- **Problem to work on**: If a line in the entries below contains "instance", copy it.

- **Study material**:
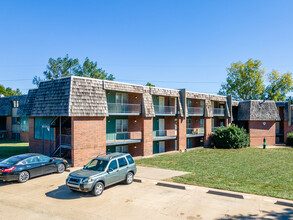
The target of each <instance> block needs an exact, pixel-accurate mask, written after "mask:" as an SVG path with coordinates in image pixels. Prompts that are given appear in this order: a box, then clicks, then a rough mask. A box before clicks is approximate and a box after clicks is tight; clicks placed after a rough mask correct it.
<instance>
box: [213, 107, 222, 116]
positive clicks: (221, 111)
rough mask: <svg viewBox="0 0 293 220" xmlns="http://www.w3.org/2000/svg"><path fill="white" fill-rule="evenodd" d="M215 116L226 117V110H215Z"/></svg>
mask: <svg viewBox="0 0 293 220" xmlns="http://www.w3.org/2000/svg"><path fill="white" fill-rule="evenodd" d="M213 114H214V116H225V109H224V108H214V110H213Z"/></svg>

- **Solution for this problem**:
The target of each <instance> block needs an exact, pixel-accurate mask, written after "mask:" as an SVG path with coordinates in image pixels. Prompts that are given appear in this order: a box, then clicks, then a rough mask. A box before clicks is approximate and a box after clicks is tight; clicks placed after a rough mask correct it.
<instance>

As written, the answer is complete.